## TEXT EXCERPT
_____

# Most Competitive? Black Templar, Nidzilla, or Jetbike Eldar?



## Thursdayisgod (Apr 1, 2009)

I cannot decide between these three armies:

Black Templar: They were ranked on BOLS as one of the 5 best armies right now, despite all the deragatory (sic?) comments made about SM lately. Apparently Most Preferred Enemy got a lot of boosts in 5th and they have it against everyone.

Nidzilla: Footslogging seems like a good way to loose a lot of games, but I have very limited experiences, so maybe I'm wrong here.

Jetbike Eldar: I really want a mobile army, it seems like a pretty emphasized necessicity to a successful army, and naturally this is the most mobile army available. The lack of durability seems like a major issue and Eldar seem hard to paint (and I'd have to convert Warlocks/Farseers onto Jetbikes) which for a new player apperas pretty difficult.

I'm open to advice and comparisons between these three, but as of right now I like all three way too much to commit to one. How can I better finalize my decision?


----------



## Crimzzen (Jul 9, 2008)

I'd say they are all pretty equal actually. 

Well, I have no experience with the Templar but I did read the article at BoLS. Nidzilla is still very strong, especially shooty (lots and lots of wounds can be dealt) however it is usually limited on troop choices, and the ones they have are pretty weak... Usually you aim to wipe their troop choices from the board.

Eldar Jetbikes - Hmmmm, regular jetbikes ain't that powerful, ESPECIALLY if you get first turn on them (before you can fortune). They also fall pretty quick to mass firepower at any decent strength. For instance, my nob bikers (10) and warboss can put out 33 twin linked shots that wound on 3s followed by a brutal charge. That being said, seer councils on bikes are pretty durable with their rerollable 4+ invuln and 3+ armour. However, they are not a major offensive unit with many of them having only 1-2 attacks that, granted, wound on a 2+ but are not power weapons.

_____

## EXERCISE 1
In the army-choice thread, why does Crimzzen consider seer councils on bikes durable? Answer in one to three sentences.
## EXERCISE 2
Using the army-choice thread, decide whether each statement agrees with it, answering yes or no and quoting the deciding words: (a) Thursdayisgod says Black Templar have Most Preferred Enemy against every opponent. (b) Crimzzen has played with Black Templar. (c) Crimzzen describes Nidzilla's troop choices as strong.
The data that comes next has no connection to the army-choice thread.

## STUDY MATERIAL
_____

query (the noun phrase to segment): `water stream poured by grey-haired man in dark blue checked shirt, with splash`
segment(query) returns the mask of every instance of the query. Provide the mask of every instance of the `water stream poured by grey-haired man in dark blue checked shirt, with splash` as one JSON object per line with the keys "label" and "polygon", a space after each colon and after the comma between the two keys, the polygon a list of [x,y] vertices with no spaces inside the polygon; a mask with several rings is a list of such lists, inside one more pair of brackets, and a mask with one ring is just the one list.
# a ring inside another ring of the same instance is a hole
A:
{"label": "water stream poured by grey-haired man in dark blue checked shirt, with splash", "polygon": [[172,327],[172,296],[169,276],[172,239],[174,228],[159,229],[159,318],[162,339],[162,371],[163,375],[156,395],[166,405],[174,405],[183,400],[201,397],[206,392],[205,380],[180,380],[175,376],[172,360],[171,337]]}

_____

## FINAL ANSWER 1
Crimzzen considers them durable because they have a rerollable 4+ invulnerable save and 3+ armour.

## FINAL ANSWER 2
(a) Yes: "they have it against everyone."
(b) No: "I have no experience with the Templar."
(c) No: "the ones they have are pretty weak."